▼
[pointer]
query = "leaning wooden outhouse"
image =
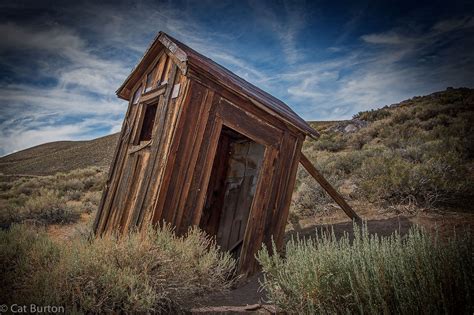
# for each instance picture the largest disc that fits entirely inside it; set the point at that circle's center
(201, 146)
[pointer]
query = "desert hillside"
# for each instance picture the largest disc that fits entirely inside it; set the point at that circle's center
(407, 169)
(60, 156)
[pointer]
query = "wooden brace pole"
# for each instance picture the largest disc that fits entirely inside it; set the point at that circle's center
(330, 190)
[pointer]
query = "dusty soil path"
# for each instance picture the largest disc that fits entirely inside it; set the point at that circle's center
(249, 297)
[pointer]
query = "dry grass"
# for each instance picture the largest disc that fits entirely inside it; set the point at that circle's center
(61, 156)
(416, 154)
(415, 274)
(58, 199)
(154, 271)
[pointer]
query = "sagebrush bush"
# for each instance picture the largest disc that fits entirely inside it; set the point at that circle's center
(57, 199)
(152, 271)
(415, 274)
(418, 153)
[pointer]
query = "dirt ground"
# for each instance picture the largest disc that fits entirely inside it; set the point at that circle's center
(248, 296)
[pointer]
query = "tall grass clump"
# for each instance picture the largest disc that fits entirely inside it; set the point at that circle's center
(414, 274)
(154, 271)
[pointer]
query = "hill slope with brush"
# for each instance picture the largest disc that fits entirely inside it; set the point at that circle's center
(60, 156)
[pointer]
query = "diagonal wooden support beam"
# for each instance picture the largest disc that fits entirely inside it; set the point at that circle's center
(328, 188)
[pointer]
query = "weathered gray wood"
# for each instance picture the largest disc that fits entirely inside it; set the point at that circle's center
(328, 188)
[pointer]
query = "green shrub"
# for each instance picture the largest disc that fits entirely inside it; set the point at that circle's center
(373, 114)
(153, 271)
(372, 275)
(331, 141)
(58, 199)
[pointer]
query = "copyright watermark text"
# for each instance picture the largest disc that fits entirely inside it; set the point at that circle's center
(31, 308)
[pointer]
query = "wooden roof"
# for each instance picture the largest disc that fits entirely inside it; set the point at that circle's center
(185, 57)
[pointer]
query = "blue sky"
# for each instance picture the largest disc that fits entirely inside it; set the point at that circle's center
(61, 63)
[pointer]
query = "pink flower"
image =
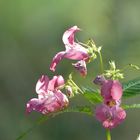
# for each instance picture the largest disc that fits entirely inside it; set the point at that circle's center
(111, 90)
(99, 80)
(110, 117)
(73, 50)
(81, 67)
(50, 98)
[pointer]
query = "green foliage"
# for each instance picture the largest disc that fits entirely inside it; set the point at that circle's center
(80, 109)
(131, 106)
(92, 95)
(131, 88)
(38, 122)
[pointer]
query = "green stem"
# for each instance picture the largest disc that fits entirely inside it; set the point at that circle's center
(76, 86)
(101, 62)
(108, 134)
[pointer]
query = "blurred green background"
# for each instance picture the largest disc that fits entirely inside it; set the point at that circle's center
(30, 35)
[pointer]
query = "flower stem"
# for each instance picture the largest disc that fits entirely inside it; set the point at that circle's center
(101, 62)
(108, 134)
(76, 86)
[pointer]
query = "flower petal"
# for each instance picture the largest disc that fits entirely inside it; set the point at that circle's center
(57, 58)
(42, 84)
(68, 36)
(116, 90)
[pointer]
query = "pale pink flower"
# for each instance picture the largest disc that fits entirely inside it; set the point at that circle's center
(111, 90)
(50, 98)
(110, 117)
(73, 50)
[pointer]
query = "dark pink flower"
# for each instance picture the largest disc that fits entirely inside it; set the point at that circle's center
(99, 80)
(111, 90)
(50, 98)
(110, 117)
(81, 67)
(73, 50)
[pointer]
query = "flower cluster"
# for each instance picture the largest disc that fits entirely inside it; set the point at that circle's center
(51, 97)
(109, 112)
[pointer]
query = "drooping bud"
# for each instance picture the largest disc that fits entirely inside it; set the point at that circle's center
(81, 67)
(69, 91)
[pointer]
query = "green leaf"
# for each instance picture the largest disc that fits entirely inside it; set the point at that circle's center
(41, 120)
(131, 88)
(92, 95)
(80, 109)
(131, 106)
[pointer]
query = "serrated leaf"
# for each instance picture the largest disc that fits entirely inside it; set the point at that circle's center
(131, 88)
(92, 95)
(131, 106)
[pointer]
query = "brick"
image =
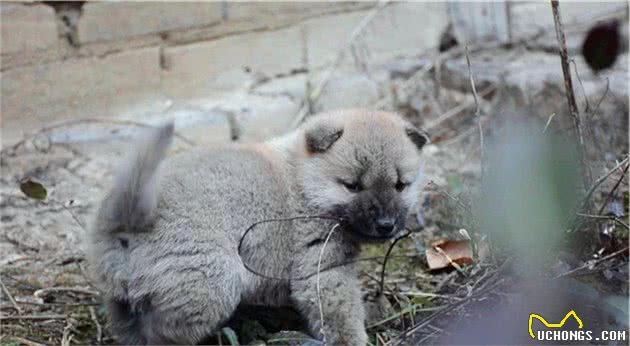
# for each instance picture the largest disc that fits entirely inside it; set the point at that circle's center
(27, 28)
(102, 21)
(78, 87)
(395, 32)
(261, 12)
(230, 62)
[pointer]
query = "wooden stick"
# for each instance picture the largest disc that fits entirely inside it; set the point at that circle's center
(11, 299)
(568, 86)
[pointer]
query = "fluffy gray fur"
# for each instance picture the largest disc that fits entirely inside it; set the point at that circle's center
(164, 251)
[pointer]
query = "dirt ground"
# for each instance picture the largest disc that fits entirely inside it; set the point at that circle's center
(48, 298)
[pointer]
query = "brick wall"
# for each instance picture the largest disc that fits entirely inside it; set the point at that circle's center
(83, 59)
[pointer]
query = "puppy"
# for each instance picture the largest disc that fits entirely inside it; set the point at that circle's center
(165, 241)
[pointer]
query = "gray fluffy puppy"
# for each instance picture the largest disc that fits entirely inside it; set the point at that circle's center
(164, 245)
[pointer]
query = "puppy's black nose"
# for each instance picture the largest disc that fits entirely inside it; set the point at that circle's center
(385, 225)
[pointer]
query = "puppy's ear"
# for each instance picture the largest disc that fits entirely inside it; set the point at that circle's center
(322, 137)
(418, 137)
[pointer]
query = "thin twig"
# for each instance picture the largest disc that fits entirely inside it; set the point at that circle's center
(549, 122)
(389, 251)
(75, 122)
(24, 341)
(319, 292)
(587, 107)
(601, 179)
(450, 260)
(605, 217)
(612, 191)
(591, 264)
(33, 317)
(66, 337)
(99, 328)
(457, 109)
(596, 109)
(11, 299)
(477, 108)
(46, 291)
(356, 33)
(568, 85)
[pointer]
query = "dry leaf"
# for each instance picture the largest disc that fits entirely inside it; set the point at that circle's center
(443, 253)
(33, 189)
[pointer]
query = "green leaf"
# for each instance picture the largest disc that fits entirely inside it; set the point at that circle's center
(33, 189)
(231, 336)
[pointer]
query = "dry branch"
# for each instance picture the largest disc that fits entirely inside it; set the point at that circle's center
(477, 108)
(319, 291)
(356, 33)
(11, 299)
(568, 85)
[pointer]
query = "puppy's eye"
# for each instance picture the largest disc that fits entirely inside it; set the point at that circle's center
(400, 186)
(352, 187)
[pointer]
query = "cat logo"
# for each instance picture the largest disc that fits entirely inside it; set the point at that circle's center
(553, 325)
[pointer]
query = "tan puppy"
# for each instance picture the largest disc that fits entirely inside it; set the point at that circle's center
(165, 251)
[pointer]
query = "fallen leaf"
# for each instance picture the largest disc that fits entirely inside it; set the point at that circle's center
(33, 189)
(231, 336)
(443, 253)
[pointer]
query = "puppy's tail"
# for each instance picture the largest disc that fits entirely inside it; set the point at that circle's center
(130, 205)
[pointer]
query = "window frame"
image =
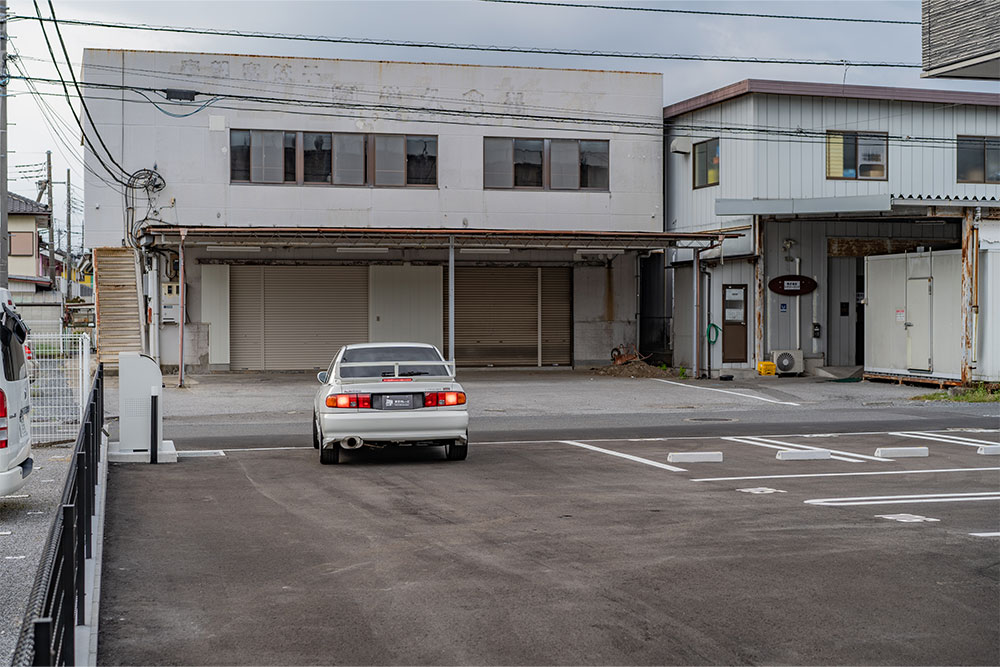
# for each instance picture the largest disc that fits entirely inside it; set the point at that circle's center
(694, 165)
(368, 155)
(34, 244)
(857, 155)
(985, 139)
(546, 185)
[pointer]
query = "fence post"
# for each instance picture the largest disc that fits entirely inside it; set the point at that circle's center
(42, 629)
(154, 424)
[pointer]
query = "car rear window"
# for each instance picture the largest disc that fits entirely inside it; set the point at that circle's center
(393, 353)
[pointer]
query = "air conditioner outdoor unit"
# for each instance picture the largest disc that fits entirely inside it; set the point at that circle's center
(788, 361)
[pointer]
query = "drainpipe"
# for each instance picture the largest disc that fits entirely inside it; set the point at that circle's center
(182, 316)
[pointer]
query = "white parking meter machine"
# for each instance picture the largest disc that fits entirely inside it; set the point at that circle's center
(140, 410)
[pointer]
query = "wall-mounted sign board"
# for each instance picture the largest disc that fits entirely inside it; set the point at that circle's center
(791, 285)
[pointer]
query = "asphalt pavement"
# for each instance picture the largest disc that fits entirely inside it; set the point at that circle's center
(567, 537)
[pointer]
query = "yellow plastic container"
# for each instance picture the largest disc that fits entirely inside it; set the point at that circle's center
(766, 368)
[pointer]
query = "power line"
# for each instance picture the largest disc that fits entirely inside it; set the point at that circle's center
(474, 47)
(661, 10)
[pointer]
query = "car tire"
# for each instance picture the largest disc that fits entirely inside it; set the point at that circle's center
(330, 455)
(454, 451)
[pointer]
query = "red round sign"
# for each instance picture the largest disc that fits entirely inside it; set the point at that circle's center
(791, 285)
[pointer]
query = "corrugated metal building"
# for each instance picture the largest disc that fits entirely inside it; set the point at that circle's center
(816, 177)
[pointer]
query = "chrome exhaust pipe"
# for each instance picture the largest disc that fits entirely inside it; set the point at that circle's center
(351, 442)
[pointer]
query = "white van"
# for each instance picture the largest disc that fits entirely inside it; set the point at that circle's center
(15, 402)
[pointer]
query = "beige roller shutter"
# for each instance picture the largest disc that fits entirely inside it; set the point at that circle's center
(310, 312)
(496, 316)
(557, 316)
(246, 312)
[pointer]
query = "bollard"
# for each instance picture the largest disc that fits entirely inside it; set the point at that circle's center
(153, 424)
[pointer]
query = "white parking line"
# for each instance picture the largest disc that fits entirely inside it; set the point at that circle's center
(839, 474)
(852, 455)
(781, 446)
(906, 500)
(941, 437)
(655, 464)
(726, 391)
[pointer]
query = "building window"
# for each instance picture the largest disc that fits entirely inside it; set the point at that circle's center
(348, 159)
(239, 155)
(545, 164)
(317, 157)
(857, 155)
(978, 160)
(22, 244)
(706, 163)
(271, 156)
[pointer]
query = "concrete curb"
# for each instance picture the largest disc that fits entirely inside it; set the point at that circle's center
(901, 452)
(86, 634)
(694, 457)
(803, 454)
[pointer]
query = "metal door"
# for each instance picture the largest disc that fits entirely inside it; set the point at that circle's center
(919, 292)
(734, 324)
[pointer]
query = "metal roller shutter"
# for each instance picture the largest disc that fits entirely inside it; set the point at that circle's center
(246, 312)
(496, 316)
(557, 316)
(310, 312)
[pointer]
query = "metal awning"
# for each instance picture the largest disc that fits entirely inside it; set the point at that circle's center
(433, 238)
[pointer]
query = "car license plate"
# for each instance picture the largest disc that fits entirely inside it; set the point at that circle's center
(401, 402)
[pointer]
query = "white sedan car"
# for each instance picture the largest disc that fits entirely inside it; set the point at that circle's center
(378, 394)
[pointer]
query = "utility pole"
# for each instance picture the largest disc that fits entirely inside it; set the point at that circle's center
(69, 236)
(52, 220)
(4, 79)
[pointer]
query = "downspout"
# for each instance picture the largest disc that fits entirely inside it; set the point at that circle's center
(183, 314)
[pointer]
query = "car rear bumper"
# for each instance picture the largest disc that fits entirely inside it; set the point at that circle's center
(12, 480)
(401, 426)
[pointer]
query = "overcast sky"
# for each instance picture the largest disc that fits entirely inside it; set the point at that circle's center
(475, 22)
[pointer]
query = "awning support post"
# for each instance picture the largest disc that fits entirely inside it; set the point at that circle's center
(451, 300)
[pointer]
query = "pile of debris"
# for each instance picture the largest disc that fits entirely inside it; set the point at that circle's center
(635, 369)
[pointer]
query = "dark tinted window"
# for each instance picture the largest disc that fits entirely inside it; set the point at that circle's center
(421, 160)
(239, 155)
(317, 154)
(362, 354)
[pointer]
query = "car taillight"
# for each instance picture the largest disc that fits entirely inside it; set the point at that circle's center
(434, 399)
(3, 420)
(349, 401)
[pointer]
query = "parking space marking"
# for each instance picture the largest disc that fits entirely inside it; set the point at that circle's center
(906, 500)
(785, 446)
(726, 391)
(840, 474)
(943, 437)
(850, 455)
(655, 464)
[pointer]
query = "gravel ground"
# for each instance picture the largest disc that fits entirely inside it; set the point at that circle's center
(28, 520)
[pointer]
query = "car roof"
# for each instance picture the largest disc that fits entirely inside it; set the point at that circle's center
(358, 346)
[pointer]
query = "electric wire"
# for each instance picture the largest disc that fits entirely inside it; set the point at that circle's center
(702, 12)
(366, 41)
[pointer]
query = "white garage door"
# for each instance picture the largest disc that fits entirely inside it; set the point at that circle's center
(295, 317)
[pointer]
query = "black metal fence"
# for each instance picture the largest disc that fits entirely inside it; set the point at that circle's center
(57, 603)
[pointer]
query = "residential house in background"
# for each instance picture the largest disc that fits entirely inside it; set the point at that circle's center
(30, 285)
(817, 177)
(961, 39)
(300, 204)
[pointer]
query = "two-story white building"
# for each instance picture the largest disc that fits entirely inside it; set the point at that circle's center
(280, 207)
(817, 177)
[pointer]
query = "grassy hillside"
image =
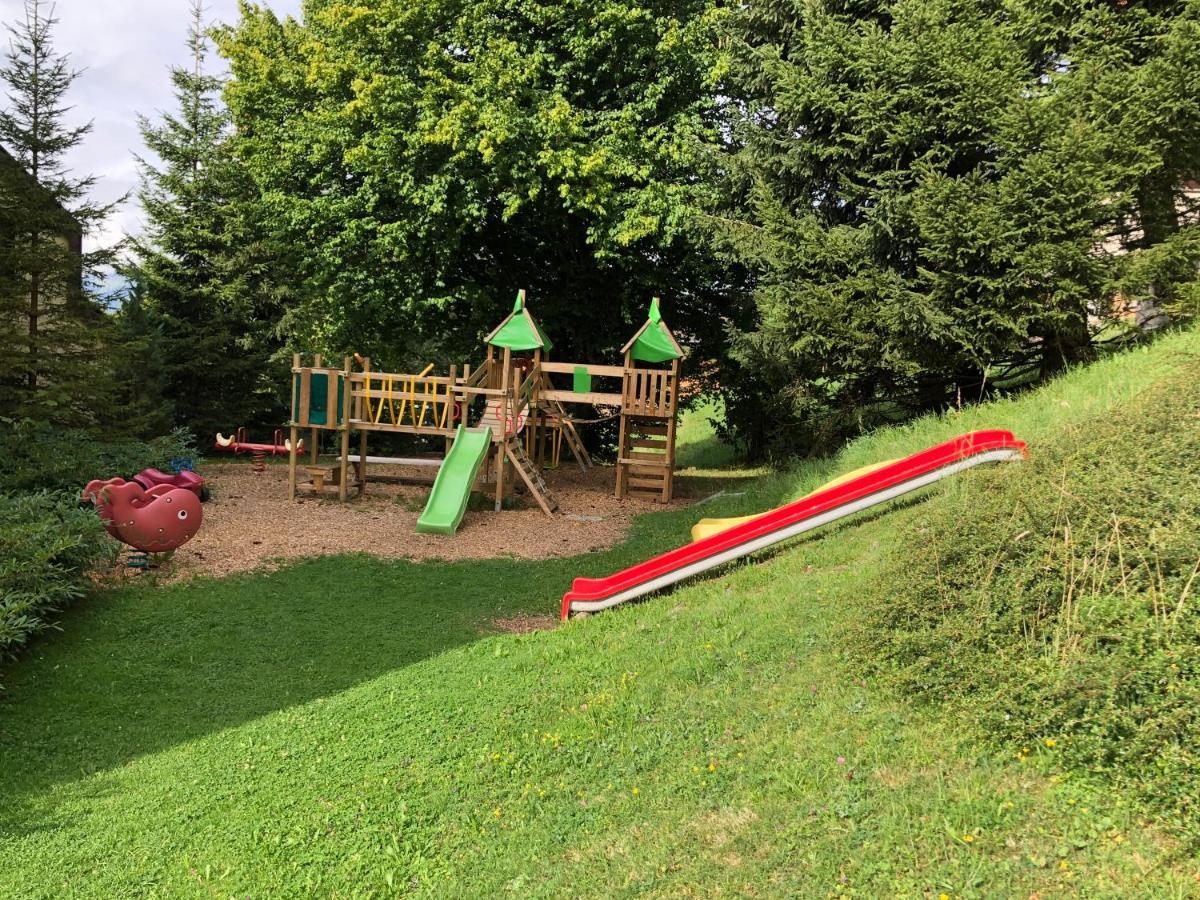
▲
▸ **WHAT TO WORK ON**: Report every line from the rows above that contains the word "leaf", matching case exactly.

▸ **RESULT OF THIS TASK**:
query = "green leaf"
query = "serrated leaf"
query = "dry leaf"
query = "green leaf"
query = "fallen leaf"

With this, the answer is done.